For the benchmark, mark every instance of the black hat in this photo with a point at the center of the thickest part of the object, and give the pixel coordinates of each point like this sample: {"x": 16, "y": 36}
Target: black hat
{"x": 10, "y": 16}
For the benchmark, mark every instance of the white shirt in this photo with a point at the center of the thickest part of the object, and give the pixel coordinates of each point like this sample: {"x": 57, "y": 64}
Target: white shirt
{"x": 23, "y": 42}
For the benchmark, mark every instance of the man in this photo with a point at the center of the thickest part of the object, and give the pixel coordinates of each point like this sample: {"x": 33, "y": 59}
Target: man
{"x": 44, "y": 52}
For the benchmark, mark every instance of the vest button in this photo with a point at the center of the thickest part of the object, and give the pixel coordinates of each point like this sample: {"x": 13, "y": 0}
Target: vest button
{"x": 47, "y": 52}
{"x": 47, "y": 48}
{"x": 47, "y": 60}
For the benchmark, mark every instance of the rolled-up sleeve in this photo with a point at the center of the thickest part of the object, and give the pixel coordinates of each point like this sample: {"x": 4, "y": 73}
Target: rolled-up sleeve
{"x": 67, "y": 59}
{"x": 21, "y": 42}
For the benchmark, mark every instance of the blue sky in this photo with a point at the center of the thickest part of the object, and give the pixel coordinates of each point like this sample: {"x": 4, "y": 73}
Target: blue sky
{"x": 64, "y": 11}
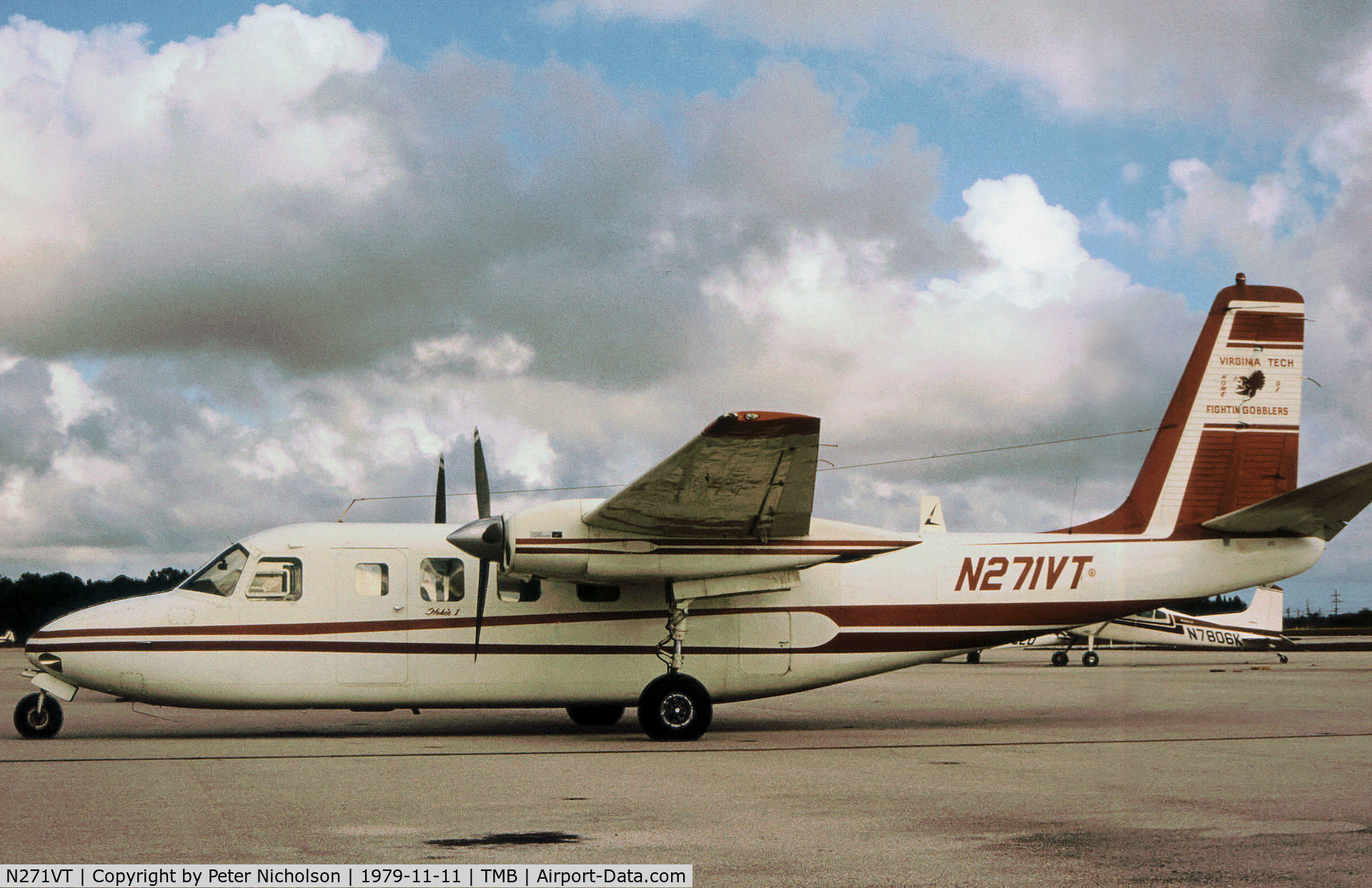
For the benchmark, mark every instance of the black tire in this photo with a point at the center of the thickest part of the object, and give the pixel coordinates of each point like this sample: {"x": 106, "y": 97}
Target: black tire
{"x": 596, "y": 714}
{"x": 34, "y": 724}
{"x": 674, "y": 707}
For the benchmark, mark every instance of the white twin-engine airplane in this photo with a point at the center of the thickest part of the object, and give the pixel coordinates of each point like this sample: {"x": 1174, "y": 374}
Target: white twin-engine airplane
{"x": 1256, "y": 627}
{"x": 759, "y": 599}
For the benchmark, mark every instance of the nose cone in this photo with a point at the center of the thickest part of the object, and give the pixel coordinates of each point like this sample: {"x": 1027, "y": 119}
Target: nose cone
{"x": 483, "y": 539}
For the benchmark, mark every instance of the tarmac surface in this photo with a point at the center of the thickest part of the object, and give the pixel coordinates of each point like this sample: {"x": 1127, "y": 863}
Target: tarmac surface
{"x": 1157, "y": 767}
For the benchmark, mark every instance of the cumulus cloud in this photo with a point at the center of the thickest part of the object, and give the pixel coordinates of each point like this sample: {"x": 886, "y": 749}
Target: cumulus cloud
{"x": 269, "y": 271}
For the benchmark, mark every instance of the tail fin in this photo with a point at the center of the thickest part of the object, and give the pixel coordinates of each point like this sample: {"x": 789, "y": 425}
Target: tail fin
{"x": 1263, "y": 612}
{"x": 1231, "y": 434}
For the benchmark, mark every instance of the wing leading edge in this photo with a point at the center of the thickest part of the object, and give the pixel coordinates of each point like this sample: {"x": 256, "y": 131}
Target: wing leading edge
{"x": 748, "y": 475}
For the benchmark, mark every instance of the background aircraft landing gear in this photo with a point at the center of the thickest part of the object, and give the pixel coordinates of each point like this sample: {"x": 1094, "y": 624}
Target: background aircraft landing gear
{"x": 37, "y": 717}
{"x": 596, "y": 714}
{"x": 674, "y": 707}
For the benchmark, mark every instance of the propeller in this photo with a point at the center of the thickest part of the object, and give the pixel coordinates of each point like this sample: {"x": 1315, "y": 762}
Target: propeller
{"x": 483, "y": 539}
{"x": 441, "y": 496}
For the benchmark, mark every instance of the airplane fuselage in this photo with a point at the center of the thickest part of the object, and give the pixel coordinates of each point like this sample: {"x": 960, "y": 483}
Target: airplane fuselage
{"x": 361, "y": 624}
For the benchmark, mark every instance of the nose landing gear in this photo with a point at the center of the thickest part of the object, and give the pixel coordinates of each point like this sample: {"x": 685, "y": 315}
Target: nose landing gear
{"x": 37, "y": 717}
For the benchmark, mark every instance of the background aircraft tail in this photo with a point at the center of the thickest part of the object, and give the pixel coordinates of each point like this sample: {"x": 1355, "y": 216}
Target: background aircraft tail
{"x": 1231, "y": 434}
{"x": 1263, "y": 612}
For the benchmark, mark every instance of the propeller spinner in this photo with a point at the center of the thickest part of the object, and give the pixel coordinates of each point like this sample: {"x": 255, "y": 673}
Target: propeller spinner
{"x": 483, "y": 539}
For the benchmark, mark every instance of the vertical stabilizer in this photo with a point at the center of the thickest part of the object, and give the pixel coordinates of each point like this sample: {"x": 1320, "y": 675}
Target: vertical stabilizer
{"x": 1231, "y": 434}
{"x": 1264, "y": 611}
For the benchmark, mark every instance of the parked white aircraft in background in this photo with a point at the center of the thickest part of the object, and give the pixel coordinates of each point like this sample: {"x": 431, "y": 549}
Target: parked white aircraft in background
{"x": 757, "y": 597}
{"x": 1257, "y": 627}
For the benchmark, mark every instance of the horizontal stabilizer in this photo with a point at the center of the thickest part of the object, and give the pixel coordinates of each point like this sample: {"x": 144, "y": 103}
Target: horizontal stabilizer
{"x": 1321, "y": 509}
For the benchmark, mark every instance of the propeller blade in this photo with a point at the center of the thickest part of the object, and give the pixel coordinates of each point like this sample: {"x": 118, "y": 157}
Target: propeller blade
{"x": 483, "y": 485}
{"x": 482, "y": 575}
{"x": 441, "y": 496}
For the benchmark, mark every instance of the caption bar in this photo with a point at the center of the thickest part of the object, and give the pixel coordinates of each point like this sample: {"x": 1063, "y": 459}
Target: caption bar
{"x": 349, "y": 876}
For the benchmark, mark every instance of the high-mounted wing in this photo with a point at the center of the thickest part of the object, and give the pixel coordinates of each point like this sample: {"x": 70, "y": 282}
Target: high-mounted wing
{"x": 748, "y": 475}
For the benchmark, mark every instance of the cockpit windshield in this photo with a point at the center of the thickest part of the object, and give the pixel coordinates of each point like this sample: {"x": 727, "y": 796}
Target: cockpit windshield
{"x": 220, "y": 575}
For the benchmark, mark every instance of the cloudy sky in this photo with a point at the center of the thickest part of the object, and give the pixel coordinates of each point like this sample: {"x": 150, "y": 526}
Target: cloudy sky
{"x": 258, "y": 261}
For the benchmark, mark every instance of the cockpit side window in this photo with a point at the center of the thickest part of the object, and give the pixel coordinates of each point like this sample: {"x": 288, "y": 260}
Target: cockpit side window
{"x": 441, "y": 579}
{"x": 371, "y": 579}
{"x": 276, "y": 579}
{"x": 220, "y": 575}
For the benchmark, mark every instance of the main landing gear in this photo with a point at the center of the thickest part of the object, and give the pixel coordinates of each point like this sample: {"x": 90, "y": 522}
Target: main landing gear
{"x": 1090, "y": 658}
{"x": 674, "y": 706}
{"x": 37, "y": 717}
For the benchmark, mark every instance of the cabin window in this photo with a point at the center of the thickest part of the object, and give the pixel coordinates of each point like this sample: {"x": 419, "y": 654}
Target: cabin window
{"x": 597, "y": 592}
{"x": 441, "y": 579}
{"x": 276, "y": 579}
{"x": 220, "y": 575}
{"x": 371, "y": 579}
{"x": 514, "y": 589}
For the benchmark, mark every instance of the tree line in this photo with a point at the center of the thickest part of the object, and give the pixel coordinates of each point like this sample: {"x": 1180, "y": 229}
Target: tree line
{"x": 34, "y": 600}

* Challenge
Write out each entry exactly as given, omitting any picture.

* Output for this exercise
For the benchmark, mark every instance of the black hat in this photo with a point at the center of the thickest part of the object, and give the pixel coordinates of each point like this sample: {"x": 16, "y": 36}
Target: black hat
{"x": 10, "y": 16}
For the benchmark, mark every instance of the white shirt in this photo with a point at the center of the thickest part of the object, and give the pixel coordinates of each point like this sample: {"x": 57, "y": 64}
Target: white shirt
{"x": 23, "y": 42}
For the benchmark, mark every instance of the man in this photo with a point at the center of the thickest part of the object, and give the pixel coordinates of each point like this sample: {"x": 33, "y": 59}
Target: man
{"x": 44, "y": 52}
For the benchmark, mark every instance of the vest button in this photo with a point at the center of the thickest part of the object, and give the pixel coordinates of each point like this sample: {"x": 13, "y": 0}
Target: vest button
{"x": 47, "y": 52}
{"x": 47, "y": 48}
{"x": 47, "y": 60}
For the benchmark, mark every instance of the rolled-up sleeve in this photo with a point at the center of the thickest part of the object, and give the pixel coordinates of each point like this sample: {"x": 4, "y": 73}
Target: rolled-up sleeve
{"x": 67, "y": 59}
{"x": 21, "y": 42}
For the benchmark, mark every instance of the blue sky in this photo with a point at the center of the thickest part of the object, and give the pixel coordinates of each point like this sample: {"x": 4, "y": 73}
Target: blue sky
{"x": 64, "y": 11}
For the benchmark, mark every instance of the black tire in this photo with a point at the center of the thickest part of the object, and give the pixel coordinates of each point like this sample: {"x": 106, "y": 97}
Target: black tire
{"x": 596, "y": 714}
{"x": 34, "y": 724}
{"x": 674, "y": 707}
For the benchmark, mark every instance of the white twin-engine airplane in this photo with a point at the center of the thickest part of the object, and give the pixel coordinates of each point like this sample: {"x": 1174, "y": 374}
Target: white twin-engine airplane
{"x": 1256, "y": 627}
{"x": 759, "y": 599}
For the benchmark, mark every instance of the nose cone in this photo with a point at the center of the thickest part of the object, and give the pixel coordinates of each point like this sample: {"x": 1027, "y": 119}
Target: nose cone
{"x": 483, "y": 539}
For the benchmark, mark every instance of the tarmac surface in this photo with a point at the center of the thickest part of the object, and give the pixel coordinates of each point like this sample: {"x": 1127, "y": 863}
Target: tarmac surface
{"x": 1157, "y": 767}
For the benchmark, mark every instance of the cumulus cloud in this photo with a point at the center of the thickest part of the object, and give the pixel coordinates of each point like this sample: {"x": 886, "y": 749}
Target: cumulus cloud
{"x": 269, "y": 271}
For the benchmark, mark every instance of the tail fin in this photo with a point at the center of the thickest part of the object, and give the pixel coordinates of each point like this sample: {"x": 789, "y": 425}
Target: tail fin
{"x": 1263, "y": 612}
{"x": 1231, "y": 434}
For the benchmark, mark every instance of the wing leading edge in this photo with a point at the center of the thickest part of the object, and give the pixel coordinates of each point like this sample: {"x": 256, "y": 131}
Target: wing leading edge
{"x": 748, "y": 475}
For the benchmark, mark every instance of the background aircraft landing gear in this photo with a point at the center of the thickest part of the object, and give the pixel coordinates of each point like this sample: {"x": 1094, "y": 624}
Target: background aircraft landing gear
{"x": 37, "y": 717}
{"x": 596, "y": 714}
{"x": 674, "y": 707}
For the benchmark, mark every instance of the propeller in this photo with a point at the center of the thickest part of the object, and give the pixel coordinates of each point like this sample: {"x": 1315, "y": 762}
Target: propeller
{"x": 483, "y": 539}
{"x": 441, "y": 496}
For the benchmark, mark every instance of the airplane fuselage in this photo with a point at the center of the thickest part of the object, and give the pixel coordinates of each point like this sample: {"x": 960, "y": 483}
Target: airplane fuselage
{"x": 361, "y": 624}
For the benchmark, mark every instance of the nose landing gear in this photo with a point at the center of the thickest part of the object, and give the pixel coordinates of each point like this sample: {"x": 685, "y": 315}
Target: nose landing gear
{"x": 37, "y": 717}
For the benchmark, mark every instance of the background aircraft tail in this photo with a point at the center of the thickest part of the object, and give the pixel coordinates of each point like this sample: {"x": 1355, "y": 216}
Target: background aircraft tail
{"x": 1231, "y": 434}
{"x": 1263, "y": 612}
For the benchmark, mark every instance of the propeller spinner in this photo with a point at the center of the thickest part of the object, and give the pixel coordinates of each point like this sample: {"x": 255, "y": 673}
Target: propeller spinner
{"x": 483, "y": 539}
For the benchmark, mark every instance of the vertical stabilizer in this photo with a point at the center of the thickest part of the object, and give the pixel coordinates of each point like this sample: {"x": 1320, "y": 675}
Target: vertical stabilizer
{"x": 1231, "y": 434}
{"x": 1264, "y": 611}
For the benchmark, mark every instance of the parked white aircraft in background in this photo with a point at the center of the thickest part of the object, and give the pixel coordinates of each point like this sample: {"x": 431, "y": 549}
Target: parked white aircraft in background
{"x": 757, "y": 597}
{"x": 1257, "y": 627}
For the benchmark, mark every instance of the horizontal stabilizer in this photo with a point at the center of the thickest part of the object, and give the pixel coordinates of each point like this sample: {"x": 144, "y": 103}
Target: horizontal stabilizer
{"x": 1321, "y": 509}
For the benchmark, mark every instance of the propeller blade in this photo with a point at the center of the thickest part of the object, and give the pixel coordinates of each point like this sample: {"x": 118, "y": 157}
Target: propeller blade
{"x": 483, "y": 485}
{"x": 482, "y": 575}
{"x": 441, "y": 496}
For the benchmark, mark every instance of the caption bar in this photo with a point at the center of the thickest part of the object, and give the pixel coordinates of each point like this sample: {"x": 1063, "y": 459}
Target: caption bar
{"x": 349, "y": 876}
For the benchmark, mark every instance of the high-mounted wing in this photo with a point at the center of the thickest part of the object, and give the pixel coordinates of each point like this sample: {"x": 70, "y": 282}
Target: high-mounted wing
{"x": 748, "y": 475}
For the benchmark, mark every instance of the cockpit windshield in this photo with a point at the center of the thickest part of the object, and give the pixel coordinates of each point like this sample: {"x": 727, "y": 796}
Target: cockpit windshield
{"x": 220, "y": 575}
For the benchmark, mark every instance of the cloudy sky in this photo with a point at the center of the thickest part of the object, and give the pixel coordinates of each point like this sample: {"x": 150, "y": 526}
Target: cloudy sky
{"x": 258, "y": 261}
For the benchmark, mark every instance of the cockpit side window in this photo with a point at the center of the thickest part of the object, and give the pixel coordinates of each point like this sample: {"x": 288, "y": 260}
Target: cockpit side window
{"x": 441, "y": 579}
{"x": 371, "y": 579}
{"x": 276, "y": 579}
{"x": 220, "y": 575}
For the benchmark, mark every instance of the main landing gear in this photo with a point at the center of the thickest part of the object, and give the pixel coordinates of each point like this sample: {"x": 90, "y": 522}
Target: main landing gear
{"x": 1090, "y": 658}
{"x": 674, "y": 706}
{"x": 37, "y": 717}
For the benchmark, mark every instance of the cabin window in this photo with a point at the center of the thickest part of the object, and give the pixel coordinates of each point like this sample: {"x": 419, "y": 654}
Target: cabin window
{"x": 597, "y": 592}
{"x": 441, "y": 579}
{"x": 276, "y": 579}
{"x": 220, "y": 575}
{"x": 371, "y": 579}
{"x": 514, "y": 589}
For the benchmark, mark every instance of the tree line in this photo with a point at the center of the thickest part of the object, and give the pixel coordinates of each point like this sample: {"x": 1180, "y": 229}
Target: tree line
{"x": 34, "y": 600}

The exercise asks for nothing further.